### WORK TO DO
Rewrite the records below, replacing "bounding box" with "enclosing rectangle" everywhere it occurs and leaving everything else unchanged.

+++ PROVIDED MATERIAL +++

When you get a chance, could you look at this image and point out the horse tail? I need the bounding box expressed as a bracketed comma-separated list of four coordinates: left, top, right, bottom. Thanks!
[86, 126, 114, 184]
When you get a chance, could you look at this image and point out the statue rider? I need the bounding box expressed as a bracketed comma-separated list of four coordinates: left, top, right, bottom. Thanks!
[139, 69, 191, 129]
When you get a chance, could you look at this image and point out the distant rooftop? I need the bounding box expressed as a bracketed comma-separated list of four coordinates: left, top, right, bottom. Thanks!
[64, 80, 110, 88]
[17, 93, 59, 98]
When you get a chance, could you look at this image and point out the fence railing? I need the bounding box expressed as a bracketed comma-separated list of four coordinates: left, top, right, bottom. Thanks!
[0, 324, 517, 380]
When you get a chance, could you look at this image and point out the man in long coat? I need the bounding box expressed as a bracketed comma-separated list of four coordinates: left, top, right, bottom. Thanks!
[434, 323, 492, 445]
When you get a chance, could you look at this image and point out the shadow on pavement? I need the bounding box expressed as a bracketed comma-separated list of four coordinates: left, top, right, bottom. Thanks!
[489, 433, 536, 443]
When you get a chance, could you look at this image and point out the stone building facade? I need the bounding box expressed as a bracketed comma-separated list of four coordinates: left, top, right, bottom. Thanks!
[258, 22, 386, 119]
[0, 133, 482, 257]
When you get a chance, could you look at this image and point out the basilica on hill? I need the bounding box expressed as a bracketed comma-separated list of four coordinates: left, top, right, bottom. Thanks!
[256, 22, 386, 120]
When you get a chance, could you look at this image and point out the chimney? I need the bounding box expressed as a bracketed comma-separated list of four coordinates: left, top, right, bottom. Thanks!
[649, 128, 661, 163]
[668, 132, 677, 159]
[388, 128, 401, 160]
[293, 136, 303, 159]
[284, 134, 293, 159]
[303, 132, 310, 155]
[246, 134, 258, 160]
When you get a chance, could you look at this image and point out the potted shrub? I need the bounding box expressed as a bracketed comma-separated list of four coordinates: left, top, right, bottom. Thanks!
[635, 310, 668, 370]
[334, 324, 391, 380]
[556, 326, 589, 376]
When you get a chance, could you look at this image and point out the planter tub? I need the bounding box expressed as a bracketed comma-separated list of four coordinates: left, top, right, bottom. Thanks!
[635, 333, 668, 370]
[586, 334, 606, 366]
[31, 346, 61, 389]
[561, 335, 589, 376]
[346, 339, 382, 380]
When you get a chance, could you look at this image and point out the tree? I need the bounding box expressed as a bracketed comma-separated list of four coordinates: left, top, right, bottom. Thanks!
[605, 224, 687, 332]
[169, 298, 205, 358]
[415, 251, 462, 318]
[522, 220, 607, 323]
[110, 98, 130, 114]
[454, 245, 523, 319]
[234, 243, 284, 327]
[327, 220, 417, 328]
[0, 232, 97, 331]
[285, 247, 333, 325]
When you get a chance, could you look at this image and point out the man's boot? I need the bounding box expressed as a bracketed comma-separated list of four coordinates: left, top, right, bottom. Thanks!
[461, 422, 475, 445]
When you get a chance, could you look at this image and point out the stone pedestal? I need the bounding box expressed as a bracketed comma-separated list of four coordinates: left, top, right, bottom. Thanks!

+++

### SOLVED EXERCISE
When you get a chance, could you look at this image and point out the horse tail? I need the enclosing rectangle expressed as a bracketed comma-separated list of four coordinates: left, top, right, bottom. Thanks!
[86, 126, 114, 184]
When you get a chance, could you look at this image and point out the statue rider? I need the enclosing rectangle expressed as a bracketed comma-separated list of four coordinates: left, top, right, bottom. Thanks!
[139, 69, 191, 129]
When you get a chance, could you look at this image and point out the distant rooftop? I need the enclosing rectangle expressed as a bracketed comma-separated list of four coordinates: left, top, right, bottom. Thanks!
[64, 80, 110, 88]
[17, 93, 59, 98]
When you get a chance, could you look at this image and point out the fence railing? I need the enclosing rectangle expressed as a bracketed comma-separated list of four coordinates: left, top, right, bottom. Thanks!
[0, 324, 517, 380]
When you get a chance, could you look at this image and point out the man in long coat? I need the enclosing rectangle expressed as a bracketed comma-separated list of four coordinates: left, top, right, bottom. Thanks!
[434, 323, 492, 445]
When you get a chance, could you look at this image and point out the shadow on pavement? I need the enclosing rectangle expressed as a bracketed comma-separated list of four coordinates: left, top, right, bottom. Thanks!
[489, 433, 536, 443]
When you get a chance, could you look at this image and point out the stone building facade? I need the enclosing rectangle expressed as a bracketed comma-separated list of four coordinates: left, top, right, bottom. Thanks!
[258, 22, 386, 119]
[0, 133, 482, 257]
When you get a chance, could you look at this image and point out the basilica on hill? I need the enclosing rectangle expressed as a bracketed comma-separated list of four coordinates: left, top, right, bottom. Thanks!
[256, 22, 386, 120]
When you get a chance, could you look at this image and point out the chimney? I need the enclosing rectangle expressed as a bracketed comma-separated list of four coordinates: left, top, right, bottom. Thanks!
[649, 128, 661, 163]
[668, 132, 677, 159]
[388, 128, 401, 160]
[293, 136, 303, 159]
[284, 134, 293, 159]
[303, 132, 310, 155]
[246, 134, 258, 160]
When you get a chance, could you look at this image and point out the potted shrub? I need the enclosing rectangle expressed as a bracketed comma-separated list of four coordinates: left, top, right, bottom. Thanks!
[635, 310, 668, 370]
[334, 324, 391, 380]
[556, 326, 589, 376]
When you get a chance, could you look at this image and point out the planter tub? I need the enclosing rectangle expressed as a bracketed comma-separated list of four coordinates: left, top, right, bottom. Thanks!
[635, 333, 668, 370]
[586, 334, 606, 366]
[31, 346, 61, 389]
[561, 335, 589, 376]
[346, 339, 382, 380]
When you get a chance, could you look at this image and point out the tree? I need the enclosing rectangle expressed as a bracketed comma-separated list of four coordinates: left, top, right, bottom. Thanks!
[605, 224, 687, 332]
[169, 298, 205, 358]
[415, 251, 462, 318]
[522, 220, 607, 323]
[110, 98, 130, 114]
[454, 245, 523, 319]
[234, 243, 284, 327]
[327, 220, 417, 328]
[0, 232, 97, 331]
[285, 247, 333, 325]
When you get a chance, could you look at this image and point out the man's boot? I need the enclosing rectangle expressed as a bracketed comma-separated list of four coordinates: left, top, right, bottom. Thanks!
[461, 422, 475, 445]
When you get a chance, could you look at this image and point out the stone pedestal? I need the enclosing rectangle expressed as a bracketed comma-separated list of four coordinates: left, top, right, bottom. Thanks!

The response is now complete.